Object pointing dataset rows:
start

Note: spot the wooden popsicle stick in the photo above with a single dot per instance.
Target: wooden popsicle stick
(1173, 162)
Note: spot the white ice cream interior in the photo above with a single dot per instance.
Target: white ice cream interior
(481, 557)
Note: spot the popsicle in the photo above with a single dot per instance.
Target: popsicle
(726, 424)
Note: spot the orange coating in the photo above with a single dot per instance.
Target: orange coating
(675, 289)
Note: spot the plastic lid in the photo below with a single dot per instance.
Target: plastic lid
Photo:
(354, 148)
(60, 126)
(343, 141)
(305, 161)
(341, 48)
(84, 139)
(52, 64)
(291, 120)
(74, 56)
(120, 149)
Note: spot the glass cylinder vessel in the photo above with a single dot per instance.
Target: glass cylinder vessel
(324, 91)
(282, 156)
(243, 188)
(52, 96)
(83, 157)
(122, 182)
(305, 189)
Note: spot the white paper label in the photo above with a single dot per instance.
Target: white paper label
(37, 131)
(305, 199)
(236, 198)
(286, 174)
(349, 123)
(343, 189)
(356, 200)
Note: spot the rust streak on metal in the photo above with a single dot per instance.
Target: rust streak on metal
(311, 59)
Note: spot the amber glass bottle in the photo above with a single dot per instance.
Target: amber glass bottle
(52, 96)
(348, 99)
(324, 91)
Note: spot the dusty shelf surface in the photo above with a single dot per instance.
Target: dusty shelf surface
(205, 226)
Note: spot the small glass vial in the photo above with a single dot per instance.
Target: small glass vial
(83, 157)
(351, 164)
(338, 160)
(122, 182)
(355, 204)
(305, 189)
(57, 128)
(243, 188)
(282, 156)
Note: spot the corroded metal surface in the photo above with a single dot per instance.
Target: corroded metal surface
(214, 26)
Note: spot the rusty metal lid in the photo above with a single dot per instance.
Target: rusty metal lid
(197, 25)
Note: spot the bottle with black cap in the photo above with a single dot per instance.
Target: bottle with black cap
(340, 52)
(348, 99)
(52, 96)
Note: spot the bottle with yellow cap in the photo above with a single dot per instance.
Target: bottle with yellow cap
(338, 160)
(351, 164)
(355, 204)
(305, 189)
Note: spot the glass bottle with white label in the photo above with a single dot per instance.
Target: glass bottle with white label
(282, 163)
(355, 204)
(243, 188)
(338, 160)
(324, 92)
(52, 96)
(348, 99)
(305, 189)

end

Your instructions:
Rewrite every line of the entries above as a numbered list, omitting any blank lines.

Task result:
1. Note: spot the wooden popsicle stick in the photo above with a single dot per instance.
2. Target: wooden popsicle stick
3. (1173, 162)
4. Note: spot the white ice cream interior in the photo above with a single dot per instance.
5. Target: white ice cream interior
6. (481, 557)
7. Note: spot the popsicle in the photo above with a single dot per instance.
8. Target: popsicle
9. (726, 424)
10. Note: spot the orange coating in the photo above with a single dot per instance.
11. Target: orange coating
12. (675, 289)
13. Note: spot the plastic lid in the photo below with a single dot per instance.
14. Target: plastic lid
15. Photo:
16. (354, 148)
17. (60, 126)
18. (343, 141)
19. (305, 161)
20. (341, 48)
21. (84, 139)
22. (52, 64)
23. (291, 120)
24. (74, 56)
25. (120, 149)
26. Note: spot the glass cylinder vessel in the photo above with a single dot per instance.
27. Target: glass cylinder vessel
28. (324, 91)
29. (282, 156)
30. (243, 188)
31. (52, 96)
32. (83, 157)
33. (122, 182)
34. (305, 189)
35. Note: spot the white paper label in the photo above with a single dot per instance.
36. Target: white paper label
37. (37, 131)
38. (305, 199)
39. (236, 198)
40. (286, 174)
41. (349, 123)
42. (343, 189)
43. (356, 200)
44. Note: spot the rust streak on metal in the photo above with a single dot per instance.
45. Target: rust streak on metal
46. (311, 59)
47. Note: spot the amber glass bottle in the photo above with a single dot per instance.
48. Target: amber glass bottle
49. (52, 96)
50. (348, 99)
51. (324, 91)
52. Note: spot the dusty shelf surface in the photo above with a single dot per instance.
53. Target: dusty shelf surface
54. (205, 226)
55. Note: spot the small glass vial in the photo above with a single dot per instance.
56. Target: small glass vial
57. (83, 157)
58. (351, 164)
59. (338, 160)
60. (122, 182)
61. (355, 204)
62. (305, 189)
63. (57, 128)
64. (243, 188)
65. (282, 156)
66. Note: spot the corroded metal surface in the photo above with a single dot per instance.
67. Target: corroded metal surface
68. (214, 26)
69. Note: spot the rusty metal lid in the photo above with a single dot per instance.
70. Target: rusty metal lid
71. (197, 25)
72. Note: spot the bottle with black cap in the photo above with a single dot per instance.
73. Target: bottle with black cap
74. (340, 52)
75. (348, 99)
76. (52, 96)
77. Note: spot the bottle with yellow cap in the photo above with a single dot per instance.
78. Target: bottle with yellow cap
79. (338, 160)
80. (351, 164)
81. (355, 204)
82. (305, 189)
83. Note: spot the glass bottle with white label in the photo above with a single dot per instance.
84. Target: glass bottle with white label
85. (282, 163)
86. (355, 204)
87. (243, 188)
88. (338, 160)
89. (324, 92)
90. (52, 96)
91. (348, 99)
92. (305, 189)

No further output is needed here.